**Su objetivo:**
Duplique sin ninguna alteración las líneas del material comprendidas entre la que contiene "query: the noun phrase to segment: windshield" y el final del material, ambos extremos incluidos.

**Datos registrados:**
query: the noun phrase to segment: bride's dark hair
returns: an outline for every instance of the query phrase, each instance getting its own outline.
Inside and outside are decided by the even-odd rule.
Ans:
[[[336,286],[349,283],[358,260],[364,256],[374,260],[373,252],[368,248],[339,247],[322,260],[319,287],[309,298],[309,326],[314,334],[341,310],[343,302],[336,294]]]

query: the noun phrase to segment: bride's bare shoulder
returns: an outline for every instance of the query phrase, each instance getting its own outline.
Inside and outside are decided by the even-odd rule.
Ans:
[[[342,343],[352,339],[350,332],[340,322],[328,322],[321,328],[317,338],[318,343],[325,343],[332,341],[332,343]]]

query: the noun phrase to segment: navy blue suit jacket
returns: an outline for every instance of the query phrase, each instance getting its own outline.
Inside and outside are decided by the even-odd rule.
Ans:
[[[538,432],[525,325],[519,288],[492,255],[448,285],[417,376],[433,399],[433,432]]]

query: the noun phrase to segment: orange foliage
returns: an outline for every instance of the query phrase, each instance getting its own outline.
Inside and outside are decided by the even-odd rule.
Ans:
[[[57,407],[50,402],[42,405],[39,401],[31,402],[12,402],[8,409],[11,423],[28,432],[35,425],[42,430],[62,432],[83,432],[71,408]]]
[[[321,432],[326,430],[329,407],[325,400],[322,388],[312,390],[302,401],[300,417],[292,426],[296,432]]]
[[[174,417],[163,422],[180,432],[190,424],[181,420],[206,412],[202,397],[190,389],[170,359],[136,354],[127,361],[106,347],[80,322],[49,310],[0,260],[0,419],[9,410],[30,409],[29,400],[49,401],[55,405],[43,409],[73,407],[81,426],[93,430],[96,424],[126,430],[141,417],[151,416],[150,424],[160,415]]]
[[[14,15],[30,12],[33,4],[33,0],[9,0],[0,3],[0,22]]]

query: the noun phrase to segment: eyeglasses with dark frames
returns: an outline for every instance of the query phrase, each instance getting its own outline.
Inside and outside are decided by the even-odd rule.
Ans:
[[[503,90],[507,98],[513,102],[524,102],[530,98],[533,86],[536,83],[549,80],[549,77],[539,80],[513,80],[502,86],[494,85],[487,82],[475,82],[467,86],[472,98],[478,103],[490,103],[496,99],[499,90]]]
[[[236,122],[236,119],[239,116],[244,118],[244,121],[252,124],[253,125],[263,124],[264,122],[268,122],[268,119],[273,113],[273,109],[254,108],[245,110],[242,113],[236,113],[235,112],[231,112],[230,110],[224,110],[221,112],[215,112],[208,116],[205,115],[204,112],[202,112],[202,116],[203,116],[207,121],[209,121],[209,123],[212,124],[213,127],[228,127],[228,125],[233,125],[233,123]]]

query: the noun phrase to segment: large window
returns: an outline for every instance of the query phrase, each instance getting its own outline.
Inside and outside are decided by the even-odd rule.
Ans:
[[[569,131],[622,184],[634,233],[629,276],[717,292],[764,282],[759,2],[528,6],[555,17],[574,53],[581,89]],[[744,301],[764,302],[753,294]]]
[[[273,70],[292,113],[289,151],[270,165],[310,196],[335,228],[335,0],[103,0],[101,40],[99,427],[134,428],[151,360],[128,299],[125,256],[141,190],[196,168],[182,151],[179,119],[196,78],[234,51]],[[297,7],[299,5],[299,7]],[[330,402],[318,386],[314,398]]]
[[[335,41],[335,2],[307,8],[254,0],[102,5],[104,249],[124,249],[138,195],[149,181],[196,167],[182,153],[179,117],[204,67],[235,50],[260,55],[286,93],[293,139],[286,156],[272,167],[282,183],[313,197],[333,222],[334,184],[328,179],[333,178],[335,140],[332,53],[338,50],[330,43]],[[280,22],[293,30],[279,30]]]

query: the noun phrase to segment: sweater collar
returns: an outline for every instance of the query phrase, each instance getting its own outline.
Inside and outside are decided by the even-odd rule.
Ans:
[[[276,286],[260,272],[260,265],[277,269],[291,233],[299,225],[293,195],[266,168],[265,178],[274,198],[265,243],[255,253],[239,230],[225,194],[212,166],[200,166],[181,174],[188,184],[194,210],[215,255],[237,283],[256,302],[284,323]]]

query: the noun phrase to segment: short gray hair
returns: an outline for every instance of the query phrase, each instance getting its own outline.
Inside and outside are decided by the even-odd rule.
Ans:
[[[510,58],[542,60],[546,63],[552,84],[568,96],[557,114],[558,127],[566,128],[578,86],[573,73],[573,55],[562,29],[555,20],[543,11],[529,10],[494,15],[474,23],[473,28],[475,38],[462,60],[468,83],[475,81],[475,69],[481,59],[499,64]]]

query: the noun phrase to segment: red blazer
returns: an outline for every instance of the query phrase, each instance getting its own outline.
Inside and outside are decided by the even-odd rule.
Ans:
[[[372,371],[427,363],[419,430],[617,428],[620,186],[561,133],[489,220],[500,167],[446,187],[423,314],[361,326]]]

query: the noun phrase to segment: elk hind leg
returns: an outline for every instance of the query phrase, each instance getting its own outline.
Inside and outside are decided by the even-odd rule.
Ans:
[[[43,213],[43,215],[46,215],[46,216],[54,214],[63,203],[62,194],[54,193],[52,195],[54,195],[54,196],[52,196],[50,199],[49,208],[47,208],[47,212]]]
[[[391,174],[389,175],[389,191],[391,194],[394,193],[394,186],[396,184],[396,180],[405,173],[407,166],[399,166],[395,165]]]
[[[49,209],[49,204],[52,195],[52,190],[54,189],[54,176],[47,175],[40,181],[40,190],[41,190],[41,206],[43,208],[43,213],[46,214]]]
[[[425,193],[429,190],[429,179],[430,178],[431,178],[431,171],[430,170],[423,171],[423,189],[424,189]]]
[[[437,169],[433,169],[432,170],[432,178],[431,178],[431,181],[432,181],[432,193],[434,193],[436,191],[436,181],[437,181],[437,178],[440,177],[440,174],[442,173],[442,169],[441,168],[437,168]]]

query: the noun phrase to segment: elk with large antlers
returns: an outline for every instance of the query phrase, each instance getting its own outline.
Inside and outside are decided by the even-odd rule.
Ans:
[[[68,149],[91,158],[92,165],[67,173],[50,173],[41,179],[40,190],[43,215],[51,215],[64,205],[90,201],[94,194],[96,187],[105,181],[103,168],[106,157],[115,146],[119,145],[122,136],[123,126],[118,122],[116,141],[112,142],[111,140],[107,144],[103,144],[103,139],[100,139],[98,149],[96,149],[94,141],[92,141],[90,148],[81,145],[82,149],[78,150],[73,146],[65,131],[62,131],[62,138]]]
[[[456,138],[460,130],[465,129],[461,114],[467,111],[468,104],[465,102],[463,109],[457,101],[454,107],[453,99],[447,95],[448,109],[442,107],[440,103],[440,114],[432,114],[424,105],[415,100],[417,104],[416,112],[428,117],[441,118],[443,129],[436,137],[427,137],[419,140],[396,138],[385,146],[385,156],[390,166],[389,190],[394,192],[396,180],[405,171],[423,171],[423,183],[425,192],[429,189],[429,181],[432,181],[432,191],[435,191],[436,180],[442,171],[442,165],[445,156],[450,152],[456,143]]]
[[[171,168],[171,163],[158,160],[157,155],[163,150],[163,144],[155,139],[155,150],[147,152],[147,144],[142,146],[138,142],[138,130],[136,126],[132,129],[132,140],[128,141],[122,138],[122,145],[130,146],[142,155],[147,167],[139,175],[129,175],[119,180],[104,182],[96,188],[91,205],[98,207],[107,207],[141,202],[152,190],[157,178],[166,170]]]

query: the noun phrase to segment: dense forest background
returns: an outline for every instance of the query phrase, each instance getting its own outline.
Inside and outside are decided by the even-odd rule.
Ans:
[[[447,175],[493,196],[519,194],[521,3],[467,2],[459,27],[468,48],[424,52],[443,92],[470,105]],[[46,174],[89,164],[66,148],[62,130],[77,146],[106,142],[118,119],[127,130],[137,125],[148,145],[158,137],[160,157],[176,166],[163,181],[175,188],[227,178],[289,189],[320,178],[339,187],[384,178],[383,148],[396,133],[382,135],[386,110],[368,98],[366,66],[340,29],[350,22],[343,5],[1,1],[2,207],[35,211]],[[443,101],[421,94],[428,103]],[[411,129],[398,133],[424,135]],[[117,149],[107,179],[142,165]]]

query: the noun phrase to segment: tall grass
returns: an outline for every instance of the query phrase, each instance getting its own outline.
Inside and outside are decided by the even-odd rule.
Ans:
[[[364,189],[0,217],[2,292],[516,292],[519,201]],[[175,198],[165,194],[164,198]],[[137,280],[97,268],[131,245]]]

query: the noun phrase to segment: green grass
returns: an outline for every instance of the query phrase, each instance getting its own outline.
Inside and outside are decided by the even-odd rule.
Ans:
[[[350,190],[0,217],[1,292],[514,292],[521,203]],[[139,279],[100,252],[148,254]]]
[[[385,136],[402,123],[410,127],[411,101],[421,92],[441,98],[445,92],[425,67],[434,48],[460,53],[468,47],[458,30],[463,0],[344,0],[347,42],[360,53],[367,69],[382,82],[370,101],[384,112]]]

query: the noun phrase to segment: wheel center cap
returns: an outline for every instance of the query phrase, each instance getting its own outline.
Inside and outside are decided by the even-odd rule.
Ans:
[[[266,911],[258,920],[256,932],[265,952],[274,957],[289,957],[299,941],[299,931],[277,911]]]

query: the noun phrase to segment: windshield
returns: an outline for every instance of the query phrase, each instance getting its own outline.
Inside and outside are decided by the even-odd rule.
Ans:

**Respuesta al ejercicio:**
query: the noun phrase to segment: windshield
returns: an outline for every instance of the query phrase, each instance getting its own outline.
Inside and outside are decided by the even-odd rule.
Ans:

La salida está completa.